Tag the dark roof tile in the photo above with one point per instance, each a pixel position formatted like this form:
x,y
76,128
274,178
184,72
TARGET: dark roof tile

**THE TASK:**
Put the material above into a Markdown table with two columns, Row and Line, giving each line its own numbered row and leaving out blank lines.

**ANSWER TO THIS TASK:**
| Row | Line |
|---|---|
| 1 | Tag the dark roof tile in the photo above with one point per instance, each a pixel position formatted like this form: |
| 2 | x,y |
| 3 | 76,128 |
| 4 | 274,178 |
| 5 | 184,72 |
| 6 | TARGET: dark roof tile |